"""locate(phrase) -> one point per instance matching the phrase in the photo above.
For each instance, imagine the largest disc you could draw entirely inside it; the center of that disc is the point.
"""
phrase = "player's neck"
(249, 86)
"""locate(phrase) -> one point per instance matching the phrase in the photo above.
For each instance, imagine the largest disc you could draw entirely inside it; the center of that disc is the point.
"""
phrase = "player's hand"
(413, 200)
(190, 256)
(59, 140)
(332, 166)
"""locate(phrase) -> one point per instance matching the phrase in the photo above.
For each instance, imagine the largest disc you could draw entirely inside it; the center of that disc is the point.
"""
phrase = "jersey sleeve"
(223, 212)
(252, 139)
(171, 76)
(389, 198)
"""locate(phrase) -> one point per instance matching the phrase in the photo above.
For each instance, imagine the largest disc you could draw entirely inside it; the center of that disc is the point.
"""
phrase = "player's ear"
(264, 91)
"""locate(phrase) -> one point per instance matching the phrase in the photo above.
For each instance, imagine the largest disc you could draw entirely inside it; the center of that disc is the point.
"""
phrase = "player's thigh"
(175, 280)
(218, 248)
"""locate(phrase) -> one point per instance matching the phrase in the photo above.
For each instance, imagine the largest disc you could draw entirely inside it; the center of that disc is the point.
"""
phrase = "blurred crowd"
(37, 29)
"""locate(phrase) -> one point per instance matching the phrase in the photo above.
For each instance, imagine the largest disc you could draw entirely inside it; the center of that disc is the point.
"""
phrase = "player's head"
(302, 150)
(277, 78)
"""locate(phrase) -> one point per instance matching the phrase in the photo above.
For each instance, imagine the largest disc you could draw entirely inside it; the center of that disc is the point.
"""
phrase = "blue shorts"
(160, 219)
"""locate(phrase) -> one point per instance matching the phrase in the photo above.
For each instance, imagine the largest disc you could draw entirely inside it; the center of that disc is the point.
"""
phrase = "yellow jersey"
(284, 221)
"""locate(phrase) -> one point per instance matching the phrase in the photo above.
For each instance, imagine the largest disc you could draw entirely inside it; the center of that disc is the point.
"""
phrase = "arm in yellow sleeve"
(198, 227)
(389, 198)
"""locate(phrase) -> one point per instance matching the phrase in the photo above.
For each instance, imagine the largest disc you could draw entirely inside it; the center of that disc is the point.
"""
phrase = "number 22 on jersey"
-------
§ **What needs to be done**
Every entry must appear in the answer exactly as written.

§ **Answer to this problem**
"""locate(phrase) -> one point per instance matching the phrase in the photo above.
For each instance, imagine the largest disc you could draw entirely inside it; the center of that disc is the point.
"""
phrase = "player's neck"
(249, 86)
"""locate(phrase) -> one point per instance matching the phrase in the photo above.
For each instance, imagine the largest disc you could draw entirely inside it; the center of that disc is the point.
"""
phrase = "player's hand"
(413, 200)
(190, 256)
(59, 140)
(332, 166)
"""locate(phrase) -> one point per instance matching the phrase in the photo above.
For each instance, imagine the largest disc you could draw entirely inside it; the center of that disc is the point.
"""
phrase = "jersey sleeve"
(223, 212)
(252, 139)
(171, 76)
(389, 198)
"""locate(phrase) -> one point per instance matching the phrase in the photo above.
For each instance, imagine the largest disc you could draw entirely inside it; the center of that disc is the point.
"""
phrase = "player's ear"
(264, 91)
"""locate(phrase) -> one point per instance matching the phrase in the photo above.
For each instance, imagine the largest disc you could draw entirely inside it; the center of that disc is the point.
"""
phrase = "player's thigh"
(175, 280)
(218, 248)
"""locate(phrase) -> one point per instance matching the phrase in the photo above.
For each instance, imagine the largest disc you could draw entirely inside it; the center of that disc is the point.
"""
phrase = "blurred crowd"
(37, 29)
"""locate(phrase) -> one point per instance matching the phrase in the photo above.
For each instance, imagine the largest disc you could draw entirely inside it; the center of that disc is the point.
"""
phrase = "player's head"
(302, 150)
(277, 78)
"""locate(phrase) -> one point per instance matching the phrase in the photo above.
For each instance, imagine the largest disc you could draw entirely inside it; the center of that disc is the point.
"""
phrase = "blue shorts"
(160, 219)
"""locate(phrase) -> one point per instance matching the phrase in the photo above.
For each instance, imagine the largest disc you could draw entirely inside it; the center of that disc is the point.
"""
phrase = "yellow jersey"
(284, 221)
"""locate(phrase) -> one point per instance matching the phrase in the photo above.
For each instance, imagine the largest disc you could draw entirely inside it; the center of that disc is the point.
"""
phrase = "arm in yellow sleeve"
(198, 227)
(389, 198)
"""locate(phrase) -> one point per instance matching the phrase in the photo above.
For each instance, imagine the largest disc you could draw entirely inside it; the center of that disc is the point.
"""
phrase = "number 22 on jersey"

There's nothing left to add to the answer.